DATA EXCERPTS Block Start

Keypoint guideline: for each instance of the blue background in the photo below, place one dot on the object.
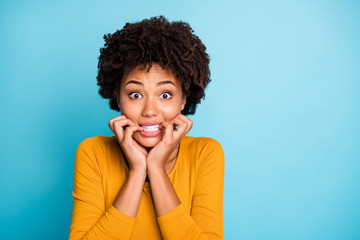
(284, 102)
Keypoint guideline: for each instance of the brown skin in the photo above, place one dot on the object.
(154, 96)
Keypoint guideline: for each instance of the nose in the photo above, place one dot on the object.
(150, 108)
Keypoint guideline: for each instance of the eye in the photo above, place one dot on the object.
(166, 95)
(135, 95)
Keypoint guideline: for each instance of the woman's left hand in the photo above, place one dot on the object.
(158, 155)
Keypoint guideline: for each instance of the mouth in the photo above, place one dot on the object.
(150, 129)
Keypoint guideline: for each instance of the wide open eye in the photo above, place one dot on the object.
(166, 95)
(135, 95)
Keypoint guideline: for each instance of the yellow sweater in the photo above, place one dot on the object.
(197, 177)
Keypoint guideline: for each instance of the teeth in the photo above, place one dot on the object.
(152, 128)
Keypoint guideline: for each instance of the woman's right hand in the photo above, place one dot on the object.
(124, 128)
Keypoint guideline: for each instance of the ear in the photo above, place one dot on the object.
(118, 101)
(183, 102)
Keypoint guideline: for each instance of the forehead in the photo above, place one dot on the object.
(155, 75)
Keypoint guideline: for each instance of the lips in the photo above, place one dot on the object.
(151, 129)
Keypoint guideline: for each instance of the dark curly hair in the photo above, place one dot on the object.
(174, 46)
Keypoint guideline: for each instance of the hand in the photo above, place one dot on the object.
(124, 128)
(158, 155)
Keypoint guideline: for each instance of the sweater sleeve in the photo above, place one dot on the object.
(90, 218)
(206, 218)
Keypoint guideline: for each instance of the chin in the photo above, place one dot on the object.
(147, 142)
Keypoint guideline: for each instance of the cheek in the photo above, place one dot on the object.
(171, 111)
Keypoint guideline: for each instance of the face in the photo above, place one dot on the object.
(150, 98)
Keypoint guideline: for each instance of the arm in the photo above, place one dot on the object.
(90, 219)
(206, 218)
(205, 221)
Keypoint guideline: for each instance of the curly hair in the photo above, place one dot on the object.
(174, 46)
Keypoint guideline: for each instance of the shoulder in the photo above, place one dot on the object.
(97, 143)
(201, 143)
(205, 150)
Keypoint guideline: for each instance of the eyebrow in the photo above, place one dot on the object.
(158, 84)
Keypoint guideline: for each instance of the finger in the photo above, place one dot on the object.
(182, 128)
(130, 131)
(168, 128)
(187, 120)
(118, 127)
(111, 121)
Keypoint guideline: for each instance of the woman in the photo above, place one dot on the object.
(150, 180)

DATA EXCERPTS Block End

- WORK TO COMPLETE: Every line above is to be given again exactly, apart from the pictures.

- TASK OUTPUT:
Keypoint guideline: for each instance of the blue background in the photo below, place one dot on the object.
(284, 102)
Keypoint guideline: for each instance of the brown skin in the photo above, place one dot on the object.
(154, 96)
Keypoint guideline: for each instance of the nose in the photo above, place one dot on the object.
(150, 108)
Keypoint guideline: for each instance of the eye in the photo above, place one dot on the object.
(166, 95)
(135, 95)
Keypoint guideline: for each instance of the woman's left hand in the photo above, place one dot on the object.
(158, 155)
Keypoint guideline: for each instance of the mouth in the photo above, place one dot on the object.
(150, 129)
Keypoint guideline: for each instance of the wide open eye in the photo above, place one dot on the object.
(166, 95)
(135, 95)
Keypoint guideline: for each instance of the yellow sweater in the photo above, place one dot on the object.
(197, 177)
Keypoint guideline: for each instance of the teeth in the photo above, place one dot on the object.
(152, 128)
Keypoint guideline: for each instance of the woman's right hand in the photo above, place one dot on the object.
(124, 128)
Keypoint guideline: for each instance of the ear in the photo above, place one dot on the object.
(118, 101)
(183, 102)
Keypoint guideline: for each instance of the forehead in the photo above, place one dot on the object.
(155, 75)
Keypoint guideline: for each instance of the lips in the photo above, place one dot on the object.
(151, 129)
Keypoint guideline: for each instance of the dark curly hair in the photo above, place one dot on the object.
(174, 46)
Keypoint guideline: for each instance of the hand in the photo above, place one dot on the object.
(124, 128)
(158, 155)
Keypoint guideline: for each instance of the sweater sleeve in the photo above, place one dot on the object.
(90, 218)
(206, 218)
Keypoint guideline: for each instance of the chin in the photo above, place one dot on the object.
(147, 142)
Keypoint guideline: for each instance of the cheek in the photo above, place one dot on the object.
(171, 111)
Keypoint guideline: for each instance of the face in the photo above, place one dot on the object.
(150, 98)
Keypoint guideline: for each instance of the arm in the photo above, place one dot on the object.
(90, 219)
(206, 218)
(205, 221)
Keypoint guideline: for each instance of the curly hair in the photo above, place one dot on the object.
(174, 46)
Keypoint guideline: for each instance of the shoulder in the photo above, place one dot on the object.
(97, 143)
(201, 143)
(205, 150)
Keypoint guideline: for each instance of the eyebrow in the photo above, place one dot on the object.
(158, 84)
Keypoint guideline: for each instance of the finger in the photo above, place one dot on the object.
(182, 128)
(130, 131)
(168, 128)
(187, 120)
(118, 127)
(111, 121)
Keypoint guideline: for each instance of the woman in the photo above, place one dot on the object.
(150, 180)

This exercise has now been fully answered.